▶ _DATA SUPPLIED_
****************

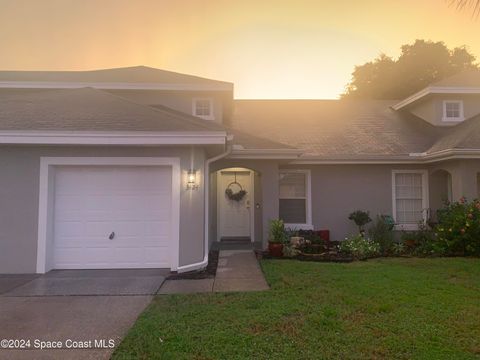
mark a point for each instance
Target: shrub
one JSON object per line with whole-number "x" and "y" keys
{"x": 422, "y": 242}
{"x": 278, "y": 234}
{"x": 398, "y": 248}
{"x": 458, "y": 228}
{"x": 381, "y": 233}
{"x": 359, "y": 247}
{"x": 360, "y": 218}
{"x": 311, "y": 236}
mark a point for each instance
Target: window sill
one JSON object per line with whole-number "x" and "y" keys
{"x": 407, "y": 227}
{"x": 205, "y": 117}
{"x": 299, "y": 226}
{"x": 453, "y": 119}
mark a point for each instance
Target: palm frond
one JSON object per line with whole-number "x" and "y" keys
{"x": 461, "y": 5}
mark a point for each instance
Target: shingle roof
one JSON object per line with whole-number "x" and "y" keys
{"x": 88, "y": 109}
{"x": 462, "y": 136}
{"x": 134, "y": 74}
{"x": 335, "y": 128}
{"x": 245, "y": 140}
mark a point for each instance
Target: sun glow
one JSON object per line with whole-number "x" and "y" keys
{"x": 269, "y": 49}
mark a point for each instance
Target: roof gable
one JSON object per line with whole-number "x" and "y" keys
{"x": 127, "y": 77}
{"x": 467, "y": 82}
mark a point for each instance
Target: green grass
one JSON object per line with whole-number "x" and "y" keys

****************

Reproduce verbatim the opening line of the material and every line after it, up to and including the line with "Target: sun glow", but no pictures.

mark a point for each instance
Target: shrub
one JSON object per line with whole-number "x" and "y" keys
{"x": 422, "y": 242}
{"x": 278, "y": 234}
{"x": 398, "y": 248}
{"x": 458, "y": 228}
{"x": 381, "y": 233}
{"x": 359, "y": 247}
{"x": 360, "y": 218}
{"x": 311, "y": 236}
mark a point for each instance
Target: window sill
one JSON object per line with whole-number "x" and "y" keys
{"x": 407, "y": 227}
{"x": 205, "y": 117}
{"x": 299, "y": 226}
{"x": 453, "y": 119}
mark a point for each instance
Target: palm frond
one JSON object per line with whole-number "x" and "y" keys
{"x": 461, "y": 5}
mark a point for each instance
Target: shingle roof
one JSON object per line with whole-number "x" and "y" keys
{"x": 88, "y": 109}
{"x": 462, "y": 136}
{"x": 134, "y": 74}
{"x": 335, "y": 128}
{"x": 245, "y": 140}
mark a point for each instance
Target: sun glow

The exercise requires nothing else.